» **Exercise**: The answer must consist of the entries, copied exactly and in full.

(Natural language region descriptions)
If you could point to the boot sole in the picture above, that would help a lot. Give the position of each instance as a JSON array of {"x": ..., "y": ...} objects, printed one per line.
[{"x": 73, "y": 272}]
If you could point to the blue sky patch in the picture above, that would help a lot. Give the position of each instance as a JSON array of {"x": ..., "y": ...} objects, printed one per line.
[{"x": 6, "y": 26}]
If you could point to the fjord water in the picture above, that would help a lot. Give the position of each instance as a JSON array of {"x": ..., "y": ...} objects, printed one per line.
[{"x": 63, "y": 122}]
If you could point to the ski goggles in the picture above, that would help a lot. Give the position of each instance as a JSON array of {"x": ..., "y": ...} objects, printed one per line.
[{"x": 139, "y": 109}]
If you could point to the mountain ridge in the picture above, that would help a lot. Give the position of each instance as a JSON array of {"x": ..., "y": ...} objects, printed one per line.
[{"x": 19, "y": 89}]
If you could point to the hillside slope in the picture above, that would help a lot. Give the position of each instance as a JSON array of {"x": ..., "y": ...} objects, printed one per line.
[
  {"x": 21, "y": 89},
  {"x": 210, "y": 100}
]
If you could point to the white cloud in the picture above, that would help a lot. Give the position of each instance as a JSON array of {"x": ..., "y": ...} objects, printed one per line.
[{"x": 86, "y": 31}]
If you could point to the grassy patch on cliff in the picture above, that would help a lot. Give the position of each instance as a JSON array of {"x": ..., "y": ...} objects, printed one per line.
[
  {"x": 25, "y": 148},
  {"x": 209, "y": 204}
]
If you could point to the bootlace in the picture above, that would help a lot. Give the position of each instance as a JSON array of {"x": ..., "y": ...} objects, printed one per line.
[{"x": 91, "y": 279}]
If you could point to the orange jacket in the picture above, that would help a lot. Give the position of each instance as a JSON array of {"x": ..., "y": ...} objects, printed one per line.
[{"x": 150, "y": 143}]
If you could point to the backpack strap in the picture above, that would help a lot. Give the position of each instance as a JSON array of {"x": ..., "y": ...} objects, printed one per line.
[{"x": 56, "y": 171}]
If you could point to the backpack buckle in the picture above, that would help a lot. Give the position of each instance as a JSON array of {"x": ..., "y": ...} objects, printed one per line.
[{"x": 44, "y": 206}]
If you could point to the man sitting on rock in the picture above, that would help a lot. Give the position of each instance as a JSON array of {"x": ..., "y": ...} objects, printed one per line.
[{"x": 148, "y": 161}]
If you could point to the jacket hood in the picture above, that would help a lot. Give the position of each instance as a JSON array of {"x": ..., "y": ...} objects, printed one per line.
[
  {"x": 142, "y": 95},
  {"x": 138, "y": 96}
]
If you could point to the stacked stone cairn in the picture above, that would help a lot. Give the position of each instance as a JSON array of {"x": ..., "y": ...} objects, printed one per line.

» **Solution for this task**:
If you could point to the boot sole in the picture above, that would help a lot. Give the position of each instance as a JSON array of {"x": ..., "y": ...} objects, printed one per line.
[{"x": 73, "y": 272}]
If you could point to the blue sky patch in the picture above, that would help a lot. Give the position of each instance as a JSON array of {"x": ..., "y": ...} objects, printed one per line.
[{"x": 6, "y": 26}]
If you could point to the fjord water in the picture above, that would help a lot. Give the position of each instance as a JSON array of {"x": ..., "y": ...} objects, printed one per line.
[{"x": 63, "y": 122}]
If you could point to the ski goggles in the picture above, that would help a lot. Give the position of each instance as a JSON array of {"x": ..., "y": ...} objects, printed one per line.
[{"x": 139, "y": 109}]
If you could point to the mountain ridge in the picture above, that would help a lot. Give the position of each instance as a JSON array of {"x": ..., "y": ...} objects, printed one per line.
[{"x": 19, "y": 89}]
If you could point to the hillside slope in the picture above, that would help a lot. Give the position of each instance as a JSON array of {"x": ..., "y": ...} objects, printed one per line.
[
  {"x": 21, "y": 89},
  {"x": 210, "y": 100}
]
If you could point to the white cloud in the picture above, that would help a lot. Give the position of each instance as a JSON array of {"x": ..., "y": ...} objects, printed one per line.
[{"x": 86, "y": 31}]
If you could point to the grassy patch on cliff in the picture above, that would help a lot. Give the position of each instance as a JSON array of {"x": ..., "y": ...} objects, printed one per line.
[
  {"x": 25, "y": 148},
  {"x": 209, "y": 204}
]
If you could point to the bootlace in the picture above, that would help a lot. Give the position of each instance as a JSON array of {"x": ..., "y": ...} objects, printed one per line.
[{"x": 91, "y": 279}]
If you could point to the orange jacket in the picture above, that would help a lot. Give the position of each instance as a JSON array of {"x": ..., "y": ...} objects, printed one per line.
[{"x": 150, "y": 143}]
If you could point to the backpack strap in the picture above, that would help a lot. Give the position of each instance as a JSON array of {"x": ..., "y": ...} objects, printed one per line.
[{"x": 56, "y": 171}]
If you could point to the backpack buckle in the picture above, that would help a lot. Give the position of each instance as a JSON array of {"x": ..., "y": ...} objects, printed one per line.
[{"x": 44, "y": 206}]
If you could point to the man sitting on rock in the picture above, that would help a lot. Give the position of each instance as a JSON array of {"x": ..., "y": ...} objects, printed one per line.
[{"x": 148, "y": 161}]
If you could point to the jacket hood in the picture above, that would help a lot. Give the position of each instance as a JSON array of {"x": ..., "y": ...} objects, printed one per line.
[
  {"x": 142, "y": 95},
  {"x": 138, "y": 96}
]
If you could point to the stacked stone cairn in the picture above, that would help a lot. Give the position of each instance as a JSON array of {"x": ..., "y": ...} objects, printed one per line.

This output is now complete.